** begin Data extract **

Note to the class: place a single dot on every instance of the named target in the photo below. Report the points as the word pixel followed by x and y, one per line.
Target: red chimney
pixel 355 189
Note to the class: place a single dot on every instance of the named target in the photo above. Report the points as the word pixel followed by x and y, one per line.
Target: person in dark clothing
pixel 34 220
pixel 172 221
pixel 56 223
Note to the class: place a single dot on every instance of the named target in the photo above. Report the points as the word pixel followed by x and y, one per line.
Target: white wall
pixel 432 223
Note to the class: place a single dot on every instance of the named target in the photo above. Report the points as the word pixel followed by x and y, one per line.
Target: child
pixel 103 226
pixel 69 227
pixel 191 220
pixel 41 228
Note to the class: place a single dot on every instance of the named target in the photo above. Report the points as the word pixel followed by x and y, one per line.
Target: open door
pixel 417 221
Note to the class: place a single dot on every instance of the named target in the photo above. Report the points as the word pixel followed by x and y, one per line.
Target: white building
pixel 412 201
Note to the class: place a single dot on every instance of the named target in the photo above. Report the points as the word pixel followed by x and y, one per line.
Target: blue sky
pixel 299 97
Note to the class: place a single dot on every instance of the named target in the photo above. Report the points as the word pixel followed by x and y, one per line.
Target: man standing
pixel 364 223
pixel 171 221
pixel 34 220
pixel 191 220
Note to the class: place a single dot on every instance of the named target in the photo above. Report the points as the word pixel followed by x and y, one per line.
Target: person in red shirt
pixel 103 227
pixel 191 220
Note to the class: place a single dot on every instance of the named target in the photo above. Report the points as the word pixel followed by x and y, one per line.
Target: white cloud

** end Data extract **

● **Prompt**
Write out all the entries again, changing "Note to the class" to "Reminder for everyone" everywhere and keeping the rest the same.

● **Answer**
Reminder for everyone: place a single dot on every instance of the named target in the photo below. Report the points as the word pixel followed by x and y, one per line.
Target: red chimney
pixel 355 189
Reminder for everyone: place a single dot on every instance of the named target in the photo above. Report the points as the word pixel followed by x and y, one per line.
Target: person in dark clothing
pixel 34 220
pixel 172 221
pixel 56 223
Reminder for everyone: place a single dot on every instance of the named target in the photo above. Report the points as the word pixel followed by x and y, one per line.
Target: white wall
pixel 432 223
Reminder for everyone: place a single dot on every instance of the named target in the photo above. Report the points as the word pixel followed by x and y, one per line.
Target: child
pixel 103 226
pixel 69 227
pixel 191 220
pixel 41 228
Reminder for everyone: place a single dot on every instance of the named target in the photo above. Report the points as the word pixel followed by x and y, one per line.
Target: open door
pixel 417 221
Reminder for everyone: place a single dot on every instance of the named target in the photo above. Report the points as the word pixel followed by x and y, one per line.
Target: white building
pixel 412 201
Reminder for everyone: place a single dot on every instance of the named target in the photo above. Report the points as the word pixel followed by x and y, one per line.
Target: blue sky
pixel 299 97
Reminder for everyone: place a single dot on every instance of the named target in the photo above. Report the points as the word pixel followed by x and y, one per line.
Target: man standing
pixel 364 223
pixel 171 221
pixel 34 220
pixel 191 220
Reminder for everyone: place a single dot on every instance of the named target in the photo above. Report the points as the word pixel followed by x and y, one per line.
Target: person in red shirt
pixel 103 227
pixel 191 220
Reminder for everyone: place a single dot on every instance of the named target in the photo above. Report the points as the word pixel followed by x and y, one per line.
Target: white cloud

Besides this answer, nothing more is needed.